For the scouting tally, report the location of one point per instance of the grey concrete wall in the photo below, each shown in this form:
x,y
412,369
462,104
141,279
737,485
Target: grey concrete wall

# # # # #

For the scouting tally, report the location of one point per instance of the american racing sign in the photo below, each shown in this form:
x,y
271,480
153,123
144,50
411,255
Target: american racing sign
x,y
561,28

# # # # #

* Co zrobić *
Przekształć w listę numerowaną wiersze materiału, zaczynając od wiersza zawierającego „of the grey” i kończąc na wierszu zawierającym „Target: grey concrete wall”, oba włącznie. Puste wiersze pomiń.

* Rozwiązanie zadania *
1. For the scouting tally, report the location of one point per instance of the grey concrete wall in the photo below, each shown in this form:
2. x,y
3. 412,369
4. 462,104
5. 141,279
6. 737,485
7. Target: grey concrete wall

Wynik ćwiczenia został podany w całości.